:: SUPPLIED TEXT

WS: Keith, welcome to the show. You and I were able to speak at a conference a few months back. I’m grateful to have you on the show this morning. I know we’re going to have a great conversation. You can add a ton of value to our listeners. We have a specific topic we’re going to focus on today. We’ve talked about this too many times in great detail on the show, but it’s the questions. I get questions around this topic often from coaching clients to other people that reach out to say, “How do you do this right”? And so I’m looking forward to hearing how you do this as well, Keith. But first, give the listeners a little bit about your background in commercial real estate syndication.

0:03:23.4 

Keith Meyer (KM): Yeah, absolutely. Happy to do so, Whitney. Good to see you. It’s been a while. A couple of months there since we last met in Austin. So good to see your face. A lot has happened since then. So, I’m excited to be in the show today. So, Keith Meyer. I’m a principal with the Symphony Capital Group. We’re a multifamily syndication team based out of San Diego, focused on apartment and mobile home park syndication. Kind of a twisting background for me. I come from an engineering background, started off in the corporate world, started dabbling in rental real estate at a fairly young age, ended up converting what was my primary residence in New Mexico to a rental property. A number of years ago, I relocated to San Diego. Got into a joint venture small syndication type deals mainly in retail and office asset classes. I can talk a little bit about that. Got into some crowdfunding-type platforms, both on the equity side and the fix-and-flip lending side. Learned quite a bit about underwriting deals and returns and tax consequences from doing that. Then, my family has a pretty extensive long background in mobile home park ownership and operation as well. So, I combined all of those avenues and learning experiences to ultimately, deciding that multifamily syndication was the best path for myself and my growing network of partners.

0:04:50.4 

WS: Awesome. It sounds like you have a great background in commercial real estate and some different classes as well that helped prepare you for bigger things, to do other things. Now you’re in multifamily as well. Looking forward to getting to the topic today. One thing you mentioned, you specialize in customizing unique co-sponsorship structures with local market operators and obviously form those relationships. Tell us a little bit about that. Let’s jump into that and what that means, exactly.

::::

[STATED TASK 1]:
Extract every line in the records below that contains the string "blue".

:: RECORDS SHOWN

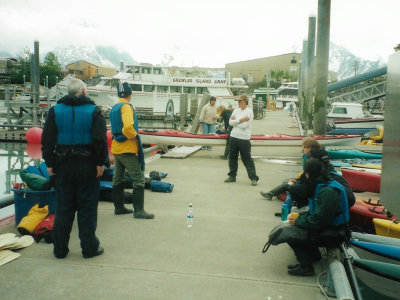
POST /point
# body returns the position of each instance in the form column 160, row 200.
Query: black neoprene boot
column 118, row 199
column 138, row 204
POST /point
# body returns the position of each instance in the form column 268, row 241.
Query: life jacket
column 343, row 216
column 74, row 124
column 115, row 116
column 43, row 229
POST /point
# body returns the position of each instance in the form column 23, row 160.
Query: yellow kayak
column 378, row 167
column 390, row 228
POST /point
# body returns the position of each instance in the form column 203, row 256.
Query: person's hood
column 72, row 100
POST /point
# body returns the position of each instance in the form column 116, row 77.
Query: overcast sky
column 206, row 33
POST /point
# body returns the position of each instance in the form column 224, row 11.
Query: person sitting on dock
column 241, row 120
column 127, row 150
column 74, row 147
column 308, row 144
column 328, row 211
column 208, row 119
column 323, row 156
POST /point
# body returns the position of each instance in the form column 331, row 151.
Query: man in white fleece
column 240, row 141
column 208, row 118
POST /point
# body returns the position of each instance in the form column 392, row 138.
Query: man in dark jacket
column 74, row 147
column 328, row 210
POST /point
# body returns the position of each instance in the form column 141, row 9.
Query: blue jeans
column 208, row 129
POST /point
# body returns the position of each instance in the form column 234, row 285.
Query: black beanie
column 124, row 89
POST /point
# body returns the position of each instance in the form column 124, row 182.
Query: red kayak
column 362, row 180
column 175, row 137
column 362, row 216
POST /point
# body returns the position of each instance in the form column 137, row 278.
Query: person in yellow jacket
column 128, row 154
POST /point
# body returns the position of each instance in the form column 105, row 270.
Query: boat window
column 339, row 110
column 202, row 90
column 136, row 87
column 162, row 88
column 189, row 89
column 148, row 88
column 176, row 89
column 146, row 70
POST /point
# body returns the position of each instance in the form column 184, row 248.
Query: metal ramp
column 363, row 88
column 362, row 95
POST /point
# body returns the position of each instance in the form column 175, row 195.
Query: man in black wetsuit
column 74, row 147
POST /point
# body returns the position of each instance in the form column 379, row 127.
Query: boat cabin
column 343, row 110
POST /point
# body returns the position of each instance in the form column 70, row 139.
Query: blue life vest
column 115, row 116
column 335, row 173
column 344, row 215
column 74, row 124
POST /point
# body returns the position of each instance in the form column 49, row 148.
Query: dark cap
column 124, row 89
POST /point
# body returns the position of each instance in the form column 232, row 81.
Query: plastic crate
column 24, row 200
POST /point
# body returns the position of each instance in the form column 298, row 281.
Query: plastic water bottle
column 189, row 217
column 294, row 212
column 285, row 211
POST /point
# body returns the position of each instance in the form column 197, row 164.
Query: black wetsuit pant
column 243, row 147
column 76, row 193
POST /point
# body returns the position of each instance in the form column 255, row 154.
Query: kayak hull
column 175, row 137
column 362, row 180
column 387, row 228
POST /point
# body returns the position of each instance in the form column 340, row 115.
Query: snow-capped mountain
column 342, row 61
column 98, row 55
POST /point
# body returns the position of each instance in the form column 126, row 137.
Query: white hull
column 155, row 102
column 385, row 286
column 358, row 124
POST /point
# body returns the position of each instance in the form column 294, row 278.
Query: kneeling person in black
column 328, row 211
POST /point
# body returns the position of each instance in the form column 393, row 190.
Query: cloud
column 207, row 33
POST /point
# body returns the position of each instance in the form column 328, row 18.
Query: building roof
column 93, row 64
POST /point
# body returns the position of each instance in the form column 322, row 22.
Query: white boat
column 352, row 115
column 175, row 137
column 154, row 86
column 287, row 94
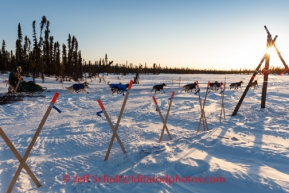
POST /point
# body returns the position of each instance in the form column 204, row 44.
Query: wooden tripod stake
column 222, row 106
column 266, row 57
column 114, row 129
column 162, row 118
column 23, row 160
column 203, row 118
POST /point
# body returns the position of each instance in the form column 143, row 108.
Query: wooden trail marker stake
column 23, row 160
column 222, row 106
column 114, row 129
column 18, row 156
column 203, row 116
column 166, row 119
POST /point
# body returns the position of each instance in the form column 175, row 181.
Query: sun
column 270, row 50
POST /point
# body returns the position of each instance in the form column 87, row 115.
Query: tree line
column 43, row 56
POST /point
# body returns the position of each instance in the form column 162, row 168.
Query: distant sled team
column 77, row 88
column 158, row 87
column 236, row 85
column 188, row 87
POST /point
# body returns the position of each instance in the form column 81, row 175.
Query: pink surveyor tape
column 55, row 97
column 100, row 104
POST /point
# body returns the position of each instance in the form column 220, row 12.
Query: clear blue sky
column 211, row 34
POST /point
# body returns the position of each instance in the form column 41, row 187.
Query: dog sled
column 23, row 89
column 118, row 88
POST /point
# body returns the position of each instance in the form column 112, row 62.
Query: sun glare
column 270, row 50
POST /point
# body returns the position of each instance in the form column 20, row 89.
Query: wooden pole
column 166, row 119
column 18, row 156
column 222, row 106
column 250, row 82
column 266, row 69
column 118, row 121
column 202, row 107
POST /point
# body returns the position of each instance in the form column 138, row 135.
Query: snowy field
column 250, row 150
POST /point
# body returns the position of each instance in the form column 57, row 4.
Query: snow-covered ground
column 250, row 150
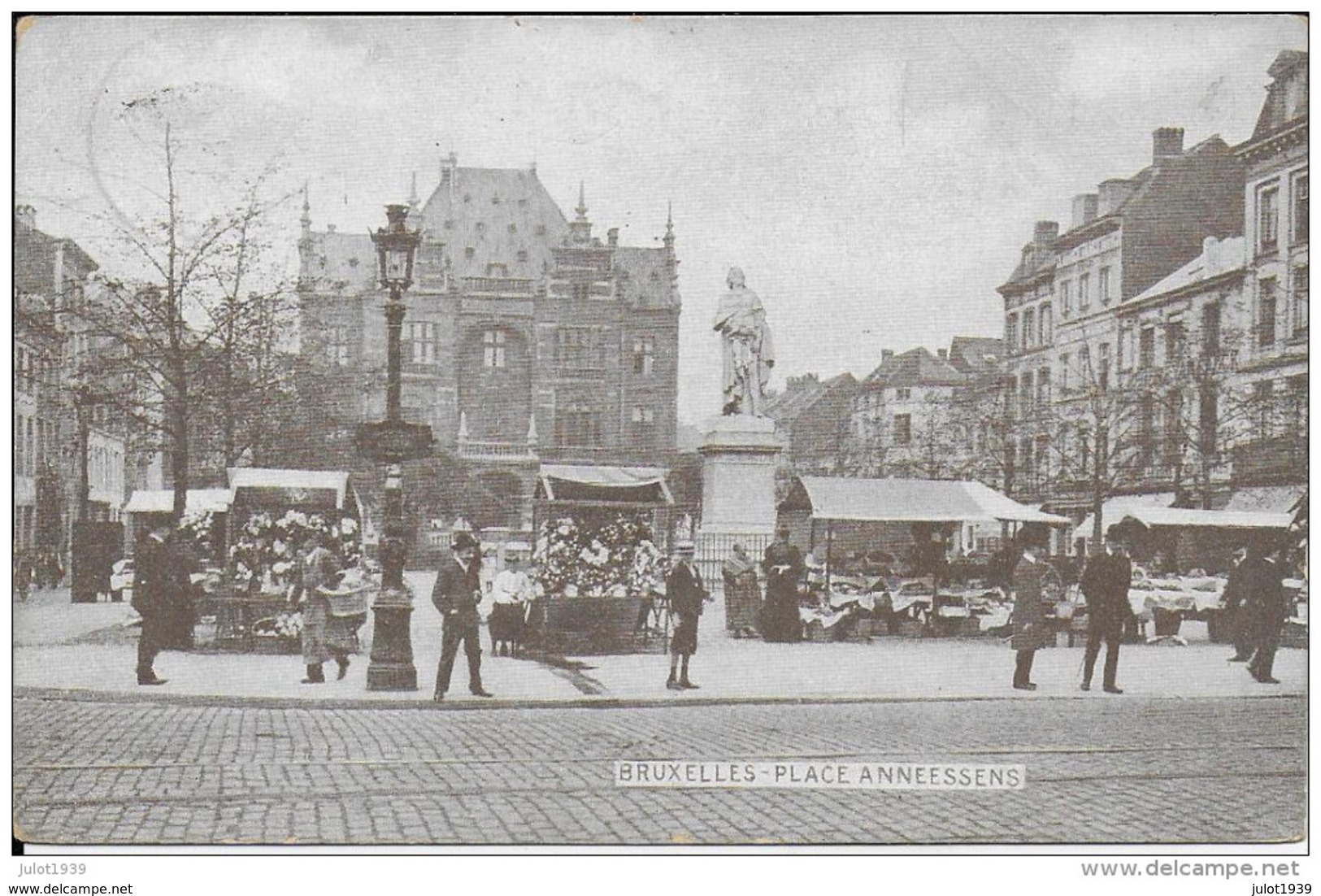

::::

[STATED TASK 2]:
Answer these questions using the interview above.
(a) In which city did the two speakers last meet?
(b) Where is the Symphony Capital Group based?
(c) According to the host, what does Keith specialize in customizing?

[EXPECTED OUTPUT 1]:
Query: blue jeans
Query: blue life vest
Query: clear blue sky

[EXPECTED OUTPUT 2]:
(a) Austin
(b) San Diego
(c) Unique co-sponsorship structures with local market operators